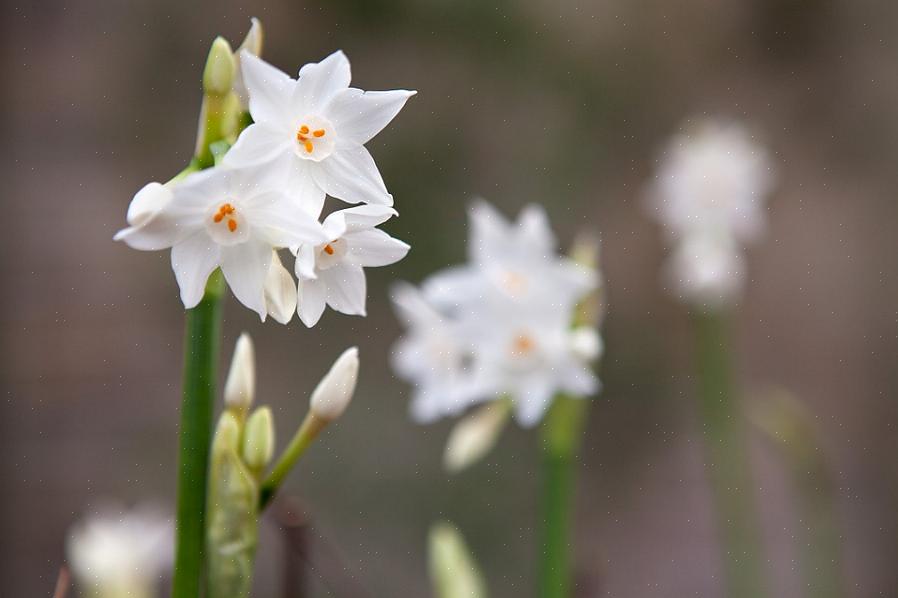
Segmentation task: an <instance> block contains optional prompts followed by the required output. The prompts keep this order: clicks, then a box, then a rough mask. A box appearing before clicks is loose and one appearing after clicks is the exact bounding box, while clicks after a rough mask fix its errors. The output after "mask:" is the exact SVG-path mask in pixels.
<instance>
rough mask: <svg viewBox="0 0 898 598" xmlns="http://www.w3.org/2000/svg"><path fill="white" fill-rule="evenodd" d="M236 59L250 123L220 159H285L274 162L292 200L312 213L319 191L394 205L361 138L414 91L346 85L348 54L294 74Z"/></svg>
mask: <svg viewBox="0 0 898 598" xmlns="http://www.w3.org/2000/svg"><path fill="white" fill-rule="evenodd" d="M240 61H241V72H242V77H243V81H244V84H245V85H246V88H247V90H248V91H249V111H250V114H251V115H252V117H253V121H254V124H252V125H250V126H249V127H247V128H246V130H244V131H243V133H241V135H240V137H239V138H238V140H237V143H236V144H235V145H234V147H233V148H231V150H230V151H229V152H228V154H227V155H226V157H225V164H228V165H232V166H248V165H254V164H260V163H264V162H268V161H272V160H277V159H278V158H285V160H283V161H281V162H280V164H281V166H282V167H283V168H284V169H286V170H287V171H289V174H290V176H292V177H294V180H295V181H296V182H297V184H296V185H294V187H295V190H294V193H295V195H296V197H297V201H298V202H299V204H300V205H301V206H303V207H304V209H306V210H308V211H309V212H310V213H312V214H313V215H314V216H316V217H317V216H318V215H319V214H320V212H321V208H322V206H323V203H324V197H325V194H327V195H330V196H332V197H336V198H338V199H341V200H343V201H346V202H349V203H372V204H382V205H392V204H393V197H392V196H391V195H390V194H389V193H388V192H387V188H386V186H385V185H384V182H383V179H382V178H381V176H380V173H379V172H378V170H377V166H376V165H375V163H374V159H373V158H372V157H371V154H370V153H368V150H367V149H365V144H366V143H367V142H368V141H369V140H370V139H371V138H372V137H374V136H375V135H376V134H377V133H379V132H380V131H381V130H382V129H383V128H384V127H386V126H387V124H389V123H390V121H391V120H393V118H394V117H395V116H396V115H397V114H398V113H399V111H400V110H401V109H402V107H403V106H404V105H405V102H406V100H408V98H409V97H411V96H412V95H414V93H415V92H414V91H406V90H394V91H362V90H360V89H355V88H351V87H349V82H350V78H351V74H350V67H349V60H348V59H347V58H346V56H345V55H344V54H343V53H342V52H339V51H338V52H335V53H333V54H331V55H330V56H328V57H327V58H325V59H324V60H322V61H321V62H318V63H312V64H307V65H305V66H304V67H302V69H300V71H299V78H298V79H292V78H291V77H290V76H289V75H287V74H286V73H284V72H282V71H280V70H278V69H276V68H275V67H273V66H271V65H270V64H268V63H266V62H265V61H263V60H262V59H260V58H258V57H256V56H254V55H252V54H251V53H249V52H246V51H244V52H241V54H240Z"/></svg>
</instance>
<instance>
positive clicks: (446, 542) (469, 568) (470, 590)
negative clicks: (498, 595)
mask: <svg viewBox="0 0 898 598" xmlns="http://www.w3.org/2000/svg"><path fill="white" fill-rule="evenodd" d="M429 545H430V546H429V548H430V550H429V552H430V559H429V560H430V576H431V580H432V583H433V585H434V590H435V594H436V596H438V597H439V598H485V597H486V595H487V592H486V584H485V583H484V581H483V576H482V574H481V573H480V570H479V568H478V567H477V563H476V562H475V561H474V557H473V556H472V555H471V552H470V550H469V549H468V547H467V545H466V544H465V541H464V538H462V535H461V533H459V531H458V530H457V529H456V528H455V526H453V525H452V524H450V523H445V522H443V523H438V524H436V525H434V526H433V527H432V528H431V529H430V537H429Z"/></svg>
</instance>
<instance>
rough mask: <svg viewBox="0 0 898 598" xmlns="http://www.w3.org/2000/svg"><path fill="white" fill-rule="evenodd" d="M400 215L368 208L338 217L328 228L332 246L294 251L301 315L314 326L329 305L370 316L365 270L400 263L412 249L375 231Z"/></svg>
mask: <svg viewBox="0 0 898 598" xmlns="http://www.w3.org/2000/svg"><path fill="white" fill-rule="evenodd" d="M395 214H396V211H395V210H394V209H393V208H390V207H387V206H378V205H365V206H357V207H354V208H348V209H345V210H340V211H338V212H333V213H332V214H330V215H329V216H328V217H327V218H325V220H324V223H323V228H324V234H325V237H326V239H327V240H326V241H325V242H324V243H320V244H317V245H313V244H306V245H301V246H299V247H296V248H294V250H295V252H296V276H297V278H298V279H299V289H298V294H297V311H298V313H299V317H300V319H301V320H302V321H303V323H304V324H305V325H306V326H308V327H312V326H314V325H315V324H316V323H317V322H318V320H319V319H320V318H321V314H322V313H323V312H324V306H325V304H327V305H330V306H331V308H332V309H334V310H336V311H338V312H340V313H344V314H348V315H359V316H364V315H365V298H366V285H365V272H364V270H363V268H370V267H374V266H386V265H389V264H392V263H395V262H398V261H399V260H401V259H402V258H403V257H405V254H406V253H408V250H409V246H408V245H407V244H405V243H403V242H402V241H399V240H398V239H394V238H393V237H391V236H390V235H388V234H387V233H385V232H383V231H382V230H378V229H377V228H375V227H376V226H377V225H379V224H382V223H383V222H385V221H386V220H388V219H389V218H390V217H391V216H393V215H395Z"/></svg>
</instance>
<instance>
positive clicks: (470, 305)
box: [393, 202, 600, 426]
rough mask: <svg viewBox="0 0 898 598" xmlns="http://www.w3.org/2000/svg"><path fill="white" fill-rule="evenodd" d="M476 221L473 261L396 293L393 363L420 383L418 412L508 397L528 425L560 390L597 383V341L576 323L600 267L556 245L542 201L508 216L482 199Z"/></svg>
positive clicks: (471, 259)
mask: <svg viewBox="0 0 898 598" xmlns="http://www.w3.org/2000/svg"><path fill="white" fill-rule="evenodd" d="M470 221H471V229H472V235H471V240H470V242H469V251H468V255H469V263H468V264H467V265H465V266H460V267H456V268H450V269H448V270H445V271H443V272H438V273H436V274H435V275H433V276H432V277H431V278H430V279H428V280H426V281H425V282H424V284H423V285H422V286H423V289H424V290H423V292H422V293H415V292H413V291H409V290H408V289H407V287H403V288H401V289H399V291H398V292H395V293H394V296H393V300H394V303H395V304H396V307H397V311H398V312H399V314H400V317H401V318H402V320H403V322H404V324H405V325H406V327H407V329H408V334H407V336H406V337H405V338H403V339H401V340H400V341H399V342H398V343H397V345H396V347H395V348H394V358H393V365H394V368H395V369H396V371H397V373H398V374H399V375H400V376H402V377H404V378H407V379H408V380H410V381H411V382H412V383H413V384H415V385H416V387H417V390H416V394H415V397H414V402H413V407H412V414H413V415H414V416H415V417H416V419H418V420H420V421H427V420H430V419H434V418H436V417H440V416H443V415H455V414H457V413H459V412H460V411H461V410H462V409H464V408H465V407H467V406H469V405H470V404H472V403H476V402H481V401H489V400H493V399H497V398H499V397H508V398H509V399H510V400H511V402H512V404H513V407H514V413H515V416H516V418H517V420H518V422H519V423H520V424H522V425H524V426H532V425H534V424H536V423H537V422H538V421H539V420H540V419H541V418H542V416H543V414H544V413H545V411H546V409H547V408H548V406H549V404H550V403H551V401H552V398H553V397H554V396H555V395H556V394H557V393H559V392H566V393H569V394H571V395H572V396H577V397H584V396H588V395H590V394H593V393H595V392H596V391H597V390H598V386H599V384H598V380H597V378H596V376H595V375H594V374H593V372H592V370H591V368H590V361H591V360H592V358H593V357H594V355H597V354H598V352H599V348H600V341H599V340H598V339H593V341H594V342H592V343H591V345H592V346H590V347H586V350H585V351H584V346H583V345H584V342H585V341H584V339H583V331H582V330H577V331H572V330H571V324H572V322H573V320H574V308H575V307H576V305H577V304H578V303H579V302H580V301H582V300H583V299H584V298H585V297H586V296H587V295H588V294H589V293H590V292H592V291H594V290H595V289H596V288H597V286H598V284H599V280H600V277H599V274H598V272H597V271H596V270H595V269H590V268H586V267H584V266H580V265H578V264H576V263H574V262H573V261H572V260H570V259H568V258H565V257H563V256H560V255H558V254H557V252H556V249H555V240H554V237H553V235H552V233H551V230H550V229H549V225H548V221H547V219H546V217H545V213H544V212H543V211H542V209H540V208H538V207H535V206H530V207H528V208H526V209H525V210H524V211H523V212H522V214H521V216H520V217H519V218H518V221H517V222H516V223H510V222H507V221H506V220H505V219H504V218H503V217H502V216H501V215H500V214H498V212H496V211H495V210H494V209H493V208H492V207H491V206H489V205H487V204H486V203H485V202H478V203H476V204H475V205H474V206H473V207H472V210H471V212H470ZM588 340H589V339H587V341H588ZM590 349H591V350H592V351H590Z"/></svg>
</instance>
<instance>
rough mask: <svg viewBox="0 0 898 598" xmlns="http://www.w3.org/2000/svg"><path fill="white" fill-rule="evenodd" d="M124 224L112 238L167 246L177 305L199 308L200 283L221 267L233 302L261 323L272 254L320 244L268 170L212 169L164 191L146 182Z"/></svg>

● ● ● ●

Problem to solve: Would you please copy exactly the part of the entries above that begins at the line containing "box: [393, 202, 600, 426]" and ends at the line containing "221L473 261L396 293L393", both lines included?

Expected answer:
box: [393, 202, 600, 426]
rough mask: <svg viewBox="0 0 898 598" xmlns="http://www.w3.org/2000/svg"><path fill="white" fill-rule="evenodd" d="M476 221L473 261L396 293L393 363L420 383L418 412L508 397L528 425L560 390L597 383V341L576 323L600 267L556 245L542 201L508 216L482 199Z"/></svg>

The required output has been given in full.